• [THE EXERCISE] Reproduce, word for word and in its entirety, the guide below on getting started with virtual reality.

• [PROVIDED TEXT]

▬▬▬▬▬▬▬▬▬▬

How do I get into…? guide

One of the most common question I get when people reach out to me about virtual reality (VR) is: how could I get started? Even thought I already have written an article about this, but maybe I should talk about my own experience instead so you can get more specific examples about it. If you are not into VR, please bear with me, as what I’m about to tell you can help you getting into any topics you wish to get into.

My Story

My first experience with a VR device was during a hackathon in Microsoft, when one of the interns brought his Oculus Rift. Back then it was a very expensive device, so it was very interesting to be able to play around with one. But I found that it would still have some issues to solve, starting for adding hands gestures.

As life goes, sometimes you get stuck in what you are doing at work and don’t get the time to investigate interesting new things. In my case, I bought a house and there was a lot of stress related to this. It was not until years later that I actually got the chance to try again another device, this time it was over mobile on a meetup called “tech for good” in Dublin. In this meetup, they were using VR mobile devices to provide social impact. It was my first experience with phone VR and I thought: Ok, now this is something that anybody can use and get, therefore it is something that is going to need testing.

▬▬▬▬▬▬▬▬▬▬

• [EXTRACTED RECORDS]
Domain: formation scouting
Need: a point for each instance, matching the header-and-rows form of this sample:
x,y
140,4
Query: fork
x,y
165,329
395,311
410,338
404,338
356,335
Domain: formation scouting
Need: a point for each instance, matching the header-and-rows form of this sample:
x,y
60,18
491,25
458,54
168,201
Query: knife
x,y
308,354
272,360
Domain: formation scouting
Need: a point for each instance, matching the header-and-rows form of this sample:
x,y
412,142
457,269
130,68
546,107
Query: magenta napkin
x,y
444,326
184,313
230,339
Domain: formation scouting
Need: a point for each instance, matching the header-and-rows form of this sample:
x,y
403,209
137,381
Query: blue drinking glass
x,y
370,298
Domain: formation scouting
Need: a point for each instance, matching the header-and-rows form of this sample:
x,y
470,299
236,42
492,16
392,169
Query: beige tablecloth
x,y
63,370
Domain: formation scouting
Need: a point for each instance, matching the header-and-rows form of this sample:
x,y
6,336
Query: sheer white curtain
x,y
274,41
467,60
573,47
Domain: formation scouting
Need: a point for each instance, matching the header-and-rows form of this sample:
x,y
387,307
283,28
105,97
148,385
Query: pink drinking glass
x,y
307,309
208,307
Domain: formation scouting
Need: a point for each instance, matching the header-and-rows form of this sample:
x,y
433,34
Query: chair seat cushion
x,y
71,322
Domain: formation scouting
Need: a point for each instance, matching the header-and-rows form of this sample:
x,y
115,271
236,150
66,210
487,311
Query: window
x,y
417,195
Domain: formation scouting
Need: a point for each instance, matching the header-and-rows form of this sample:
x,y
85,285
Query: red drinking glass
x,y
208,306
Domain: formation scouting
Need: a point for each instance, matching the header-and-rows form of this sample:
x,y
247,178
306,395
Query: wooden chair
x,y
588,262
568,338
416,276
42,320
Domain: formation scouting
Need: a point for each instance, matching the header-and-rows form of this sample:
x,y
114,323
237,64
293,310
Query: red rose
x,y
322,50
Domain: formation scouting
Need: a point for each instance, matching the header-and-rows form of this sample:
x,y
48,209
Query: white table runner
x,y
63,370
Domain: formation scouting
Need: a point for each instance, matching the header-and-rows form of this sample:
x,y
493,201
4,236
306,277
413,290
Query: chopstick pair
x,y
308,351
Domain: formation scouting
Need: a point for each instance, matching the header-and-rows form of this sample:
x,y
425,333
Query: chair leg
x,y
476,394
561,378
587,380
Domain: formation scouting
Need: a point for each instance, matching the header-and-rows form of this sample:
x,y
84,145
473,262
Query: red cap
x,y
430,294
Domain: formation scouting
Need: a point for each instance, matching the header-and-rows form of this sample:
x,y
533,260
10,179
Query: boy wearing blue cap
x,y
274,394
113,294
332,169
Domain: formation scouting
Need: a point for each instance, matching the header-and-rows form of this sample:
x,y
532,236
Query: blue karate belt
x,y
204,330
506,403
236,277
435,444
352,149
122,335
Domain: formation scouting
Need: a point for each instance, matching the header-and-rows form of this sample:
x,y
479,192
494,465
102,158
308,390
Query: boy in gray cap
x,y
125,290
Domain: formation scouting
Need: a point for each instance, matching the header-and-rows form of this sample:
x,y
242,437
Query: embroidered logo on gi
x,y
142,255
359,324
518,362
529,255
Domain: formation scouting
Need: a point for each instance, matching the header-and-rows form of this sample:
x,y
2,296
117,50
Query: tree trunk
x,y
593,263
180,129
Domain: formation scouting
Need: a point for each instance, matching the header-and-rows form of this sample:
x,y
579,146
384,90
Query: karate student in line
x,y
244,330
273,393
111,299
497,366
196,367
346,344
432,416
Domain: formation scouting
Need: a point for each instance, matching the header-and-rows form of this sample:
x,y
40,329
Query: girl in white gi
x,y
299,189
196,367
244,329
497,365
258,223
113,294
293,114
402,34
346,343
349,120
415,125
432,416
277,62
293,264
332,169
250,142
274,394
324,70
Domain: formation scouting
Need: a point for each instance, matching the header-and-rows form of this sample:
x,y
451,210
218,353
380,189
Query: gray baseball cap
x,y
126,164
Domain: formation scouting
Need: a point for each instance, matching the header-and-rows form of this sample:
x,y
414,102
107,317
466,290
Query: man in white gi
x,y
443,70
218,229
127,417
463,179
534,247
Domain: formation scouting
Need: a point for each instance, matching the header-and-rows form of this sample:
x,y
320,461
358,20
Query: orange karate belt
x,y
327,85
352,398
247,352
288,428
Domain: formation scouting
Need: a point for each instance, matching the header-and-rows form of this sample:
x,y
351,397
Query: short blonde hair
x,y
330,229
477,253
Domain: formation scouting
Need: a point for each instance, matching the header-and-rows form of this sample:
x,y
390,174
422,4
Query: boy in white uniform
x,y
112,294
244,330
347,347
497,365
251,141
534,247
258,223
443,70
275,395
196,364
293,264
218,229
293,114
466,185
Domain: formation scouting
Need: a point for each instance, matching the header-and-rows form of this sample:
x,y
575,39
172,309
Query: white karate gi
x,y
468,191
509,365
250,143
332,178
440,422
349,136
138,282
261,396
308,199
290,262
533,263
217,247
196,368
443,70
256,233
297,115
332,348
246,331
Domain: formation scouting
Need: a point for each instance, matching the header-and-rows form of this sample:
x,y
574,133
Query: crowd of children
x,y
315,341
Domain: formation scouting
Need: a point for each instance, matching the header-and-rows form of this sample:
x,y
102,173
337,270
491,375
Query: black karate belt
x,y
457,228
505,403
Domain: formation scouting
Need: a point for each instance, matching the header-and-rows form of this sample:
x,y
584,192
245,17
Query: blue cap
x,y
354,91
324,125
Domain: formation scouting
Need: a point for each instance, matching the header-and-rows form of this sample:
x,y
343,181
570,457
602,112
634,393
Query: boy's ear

▬▬▬▬▬▬▬▬▬▬

• [ANSWER TO THIS TASK]
How do I get into…? guide

One of the most common question I get when people reach out to me about virtual reality (VR) is: how could I get started? Even thought I already have written an article about this, but maybe I should talk about my own experience instead so you can get more specific examples about it. If you are not into VR, please bear with me, as what I’m about to tell you can help you getting into any topics you wish to get into.

My Story

My first experience with a VR device was during a hackathon in Microsoft, when one of the interns brought his Oculus Rift. Back then it was a very expensive device, so it was very interesting to be able to play around with one. But I found that it would still have some issues to solve, starting for adding hands gestures.

As life goes, sometimes you get stuck in what you are doing at work and don’t get the time to investigate interesting new things. In my case, I bought a house and there was a lot of stress related to this. It was not until years later that I actually got the chance to try again another device, this time it was over mobile on a meetup called “tech for good” in Dublin. In this meetup, they were using VR mobile devices to provide social impact. It was my first experience with phone VR and I thought: Ok, now this is something that anybody can use and get, therefore it is something that is going to need testing.